Task to carry out | Please format the data below as a Markdown table with the columns "No." and "Text", one line per row, numbered in order and with blank lines omitted.

Exercise input |
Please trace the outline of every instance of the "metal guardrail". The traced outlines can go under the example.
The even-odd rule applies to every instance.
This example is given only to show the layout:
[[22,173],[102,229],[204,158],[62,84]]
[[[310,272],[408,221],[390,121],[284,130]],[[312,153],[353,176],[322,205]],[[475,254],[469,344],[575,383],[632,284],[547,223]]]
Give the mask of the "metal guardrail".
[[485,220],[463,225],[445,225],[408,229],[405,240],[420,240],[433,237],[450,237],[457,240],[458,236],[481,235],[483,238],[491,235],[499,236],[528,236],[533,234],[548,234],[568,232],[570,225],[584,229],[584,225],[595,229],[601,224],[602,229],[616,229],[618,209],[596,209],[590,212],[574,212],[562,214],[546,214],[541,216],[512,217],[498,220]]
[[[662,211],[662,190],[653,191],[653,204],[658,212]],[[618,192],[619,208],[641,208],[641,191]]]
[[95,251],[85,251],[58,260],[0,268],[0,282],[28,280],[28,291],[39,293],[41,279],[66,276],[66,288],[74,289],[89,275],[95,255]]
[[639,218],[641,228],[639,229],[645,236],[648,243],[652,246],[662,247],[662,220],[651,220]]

Solution for this exercise |
| No. | Text |
|---|---|
| 1 | Please trace the outline of every instance of the "metal guardrail". The traced outlines can go under the example. |
| 2 | The even-odd rule applies to every instance. |
| 3 | This example is given only to show the layout: |
| 4 | [[22,173],[102,229],[204,158],[62,84]] |
| 5 | [[[310,272],[408,221],[390,121],[284,130]],[[312,153],[353,176],[322,205]],[[475,254],[469,344],[575,383],[632,284],[547,223]]] |
| 6 | Give the mask of the "metal guardrail". |
| 7 | [[485,220],[463,225],[445,225],[408,229],[405,240],[420,240],[433,237],[450,237],[457,240],[458,236],[481,235],[483,238],[491,235],[499,236],[528,236],[533,234],[548,234],[568,232],[570,225],[584,229],[584,225],[595,229],[601,224],[602,229],[616,229],[618,209],[596,209],[590,212],[574,212],[562,214],[546,214],[541,216],[512,217],[498,220]] |
| 8 | [[[662,211],[662,190],[653,191],[653,204],[658,212]],[[618,192],[619,208],[641,208],[641,191]]] |
| 9 | [[95,251],[85,251],[58,260],[0,268],[0,282],[28,280],[28,291],[39,293],[41,279],[66,276],[66,288],[74,289],[89,275],[95,255]] |
| 10 | [[639,218],[641,228],[639,229],[645,236],[648,243],[652,246],[662,247],[662,220],[651,220]] |